* [Exercise instructions]
a: According to the text on the Campbell Union High School District, on what date was the district organized?
b: Extend the text on the Campbell Union High School District with a further passage of its history section.
----- Supplied text
The following are now closed schools formerly operated by the CUHSD:

| School name | City | Year closed | Notes |
|---|---|---|---|
| Blackford High School | San Jose | 1991 | Campus is now partially used for Boynton Alternative High School |
| Branham High School | San Jose | 1991 | Re-opened in 1999 |
| Camden High School | San Jose | 1980 |  |
| Campbell High School | Campbell | 1980 |  |

==Board of trustees==
The five-member board of trustees, which establishes policies for the district includes Elisabeth Halliday, James Kim, Jason Baker
Aine O'Donovan, and Linda Goytia. Members are elected to staggered four-year terms.

- Elisabeth Halliday's term expires in 2026
- James Kim's term expires in 2026
- Jason Baker's term expires in 2026
- Aine O'Donovan's term expires in 2024
- Linda Goytia's term expires in 2024

==History==
Campbell Union High School District was organized on August 13, 1900. The first high school to open its doors as part of the district was Campbell High School (now closed) on September 14, 1900 with a registration of 35 students, consisting of 23 girls and 12 boys. Two teachers were hired to educate the students: Professor E. A. Powers and Miss J. M. Newton. The first graduating class was one student, Charles Beardsley, who went on to Stanford and became a lawyer, thus proving Campbell High School's academic merit.
----------
----- Available data
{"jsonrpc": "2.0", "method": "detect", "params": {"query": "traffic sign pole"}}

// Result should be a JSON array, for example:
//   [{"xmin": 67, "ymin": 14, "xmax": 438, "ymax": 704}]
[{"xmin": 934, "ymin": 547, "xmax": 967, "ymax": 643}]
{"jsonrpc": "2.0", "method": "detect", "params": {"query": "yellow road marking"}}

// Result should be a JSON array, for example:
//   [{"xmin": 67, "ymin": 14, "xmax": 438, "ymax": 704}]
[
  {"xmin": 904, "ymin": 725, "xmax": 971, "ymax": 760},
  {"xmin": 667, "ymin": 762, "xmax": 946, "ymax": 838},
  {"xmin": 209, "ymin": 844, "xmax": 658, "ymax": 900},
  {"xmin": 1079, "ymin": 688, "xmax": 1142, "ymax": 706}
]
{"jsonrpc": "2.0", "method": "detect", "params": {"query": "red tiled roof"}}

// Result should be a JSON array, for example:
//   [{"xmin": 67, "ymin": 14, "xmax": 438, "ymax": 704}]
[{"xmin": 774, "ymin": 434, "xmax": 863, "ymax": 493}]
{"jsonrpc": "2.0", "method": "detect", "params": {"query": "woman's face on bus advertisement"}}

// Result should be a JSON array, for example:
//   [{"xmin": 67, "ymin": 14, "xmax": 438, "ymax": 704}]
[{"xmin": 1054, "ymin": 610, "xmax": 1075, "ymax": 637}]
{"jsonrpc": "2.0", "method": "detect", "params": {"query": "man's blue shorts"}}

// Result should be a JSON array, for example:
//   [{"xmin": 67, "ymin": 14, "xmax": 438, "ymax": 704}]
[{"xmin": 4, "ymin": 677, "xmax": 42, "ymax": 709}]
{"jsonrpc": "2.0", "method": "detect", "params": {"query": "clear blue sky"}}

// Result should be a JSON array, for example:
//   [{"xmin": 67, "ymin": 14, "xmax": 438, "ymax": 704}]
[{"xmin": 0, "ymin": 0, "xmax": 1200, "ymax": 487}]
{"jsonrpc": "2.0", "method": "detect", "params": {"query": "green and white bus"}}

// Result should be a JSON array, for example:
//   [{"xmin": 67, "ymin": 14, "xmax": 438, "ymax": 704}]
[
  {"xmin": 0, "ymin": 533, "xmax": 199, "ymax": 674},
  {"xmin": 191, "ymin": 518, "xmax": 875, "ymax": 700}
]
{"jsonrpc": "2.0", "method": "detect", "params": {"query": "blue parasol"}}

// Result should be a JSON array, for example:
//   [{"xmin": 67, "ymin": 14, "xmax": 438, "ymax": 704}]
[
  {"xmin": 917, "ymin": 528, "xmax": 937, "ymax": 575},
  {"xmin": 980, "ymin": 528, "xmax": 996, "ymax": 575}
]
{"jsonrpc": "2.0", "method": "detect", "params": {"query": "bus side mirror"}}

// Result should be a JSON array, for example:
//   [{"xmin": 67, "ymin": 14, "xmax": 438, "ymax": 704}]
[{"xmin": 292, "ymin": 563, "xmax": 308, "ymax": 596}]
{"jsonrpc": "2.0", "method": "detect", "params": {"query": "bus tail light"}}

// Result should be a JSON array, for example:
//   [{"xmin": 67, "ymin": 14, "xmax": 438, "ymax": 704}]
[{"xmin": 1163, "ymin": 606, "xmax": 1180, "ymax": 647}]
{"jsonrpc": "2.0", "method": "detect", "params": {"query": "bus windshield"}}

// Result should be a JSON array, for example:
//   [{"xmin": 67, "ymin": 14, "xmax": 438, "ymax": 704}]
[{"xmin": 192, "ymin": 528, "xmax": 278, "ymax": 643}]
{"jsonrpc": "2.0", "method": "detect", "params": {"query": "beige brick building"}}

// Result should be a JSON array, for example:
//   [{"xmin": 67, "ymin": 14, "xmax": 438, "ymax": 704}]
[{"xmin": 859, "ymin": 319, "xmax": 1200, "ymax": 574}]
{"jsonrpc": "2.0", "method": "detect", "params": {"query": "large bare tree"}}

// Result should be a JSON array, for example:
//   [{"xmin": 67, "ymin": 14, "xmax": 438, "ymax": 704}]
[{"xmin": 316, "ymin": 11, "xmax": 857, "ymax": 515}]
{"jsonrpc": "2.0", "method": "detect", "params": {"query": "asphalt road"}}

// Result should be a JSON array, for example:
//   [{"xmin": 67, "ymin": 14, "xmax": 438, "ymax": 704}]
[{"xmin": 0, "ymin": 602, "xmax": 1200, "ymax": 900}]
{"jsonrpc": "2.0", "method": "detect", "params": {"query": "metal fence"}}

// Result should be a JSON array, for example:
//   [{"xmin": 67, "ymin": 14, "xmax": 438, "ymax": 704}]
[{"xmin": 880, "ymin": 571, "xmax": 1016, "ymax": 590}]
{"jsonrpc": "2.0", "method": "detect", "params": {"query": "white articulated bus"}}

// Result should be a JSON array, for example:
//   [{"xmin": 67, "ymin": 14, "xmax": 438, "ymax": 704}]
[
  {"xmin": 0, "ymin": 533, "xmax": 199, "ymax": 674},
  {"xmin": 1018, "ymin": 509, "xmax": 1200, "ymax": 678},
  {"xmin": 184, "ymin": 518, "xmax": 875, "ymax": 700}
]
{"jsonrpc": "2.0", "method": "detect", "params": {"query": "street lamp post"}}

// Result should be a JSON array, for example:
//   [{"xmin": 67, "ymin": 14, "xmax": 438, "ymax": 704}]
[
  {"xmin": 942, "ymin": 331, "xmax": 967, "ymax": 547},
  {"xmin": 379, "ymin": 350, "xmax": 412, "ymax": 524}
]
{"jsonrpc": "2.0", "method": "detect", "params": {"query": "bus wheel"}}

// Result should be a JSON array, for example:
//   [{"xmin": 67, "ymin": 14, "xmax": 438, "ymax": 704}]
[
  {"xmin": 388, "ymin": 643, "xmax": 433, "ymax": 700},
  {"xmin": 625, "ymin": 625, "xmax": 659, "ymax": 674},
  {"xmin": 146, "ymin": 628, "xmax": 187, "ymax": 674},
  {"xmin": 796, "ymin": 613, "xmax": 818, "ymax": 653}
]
----------
* [Answers to the tasks]
a: August 13, 1900

b:
In the late '50s, the district began to plan for the baby boom after World War II, and began building additional campuses. First was Camden High School (closed in 1980), which opened in 1955, after which followed Del Mar, which opened in 1957, then Blackford (now closed under that name) in '59, Leigh in '60, then Westmont in '65, Branham in '66, and Prospect in '68. The largest campus is Leigh, the smallest is Prospect. Most of the campuses built in that era follow the same general design plan, including a quad as an important fixture, and rows of wings of classrooms. The superintendent of the CUHSD at the time of the district's expansion, Larry Hill, made a deal with the brickyard adjacent to Del Mar High School, (which is now Del Mar's football Bowl), to get the 'clinker' bricks at a discount. These were used in all the schools the district was building at the time, which is why many of the older buildings have a lot of brick in them.

Larry Hill, (a.k.a. Laurance J. Hill), was also Campbell High School's principal, beginning in 1946, and is credited with much of the district's growth and planning in his years in office, which ended in 1969. An award in his name is given out every year at each high school in the district.

Campbell High School, although the namesake school of the district, was closed in 1982, because of declining enrollment in the area and in the district. Westmont and Del Mar's attendance boundaries subsequently expanded to pick up the slack. In 1985, after some negotiating, the City of Campbell purchased the campus, including the historic Heritage Theater, (built in 1938), and it became the Campbell Community Center.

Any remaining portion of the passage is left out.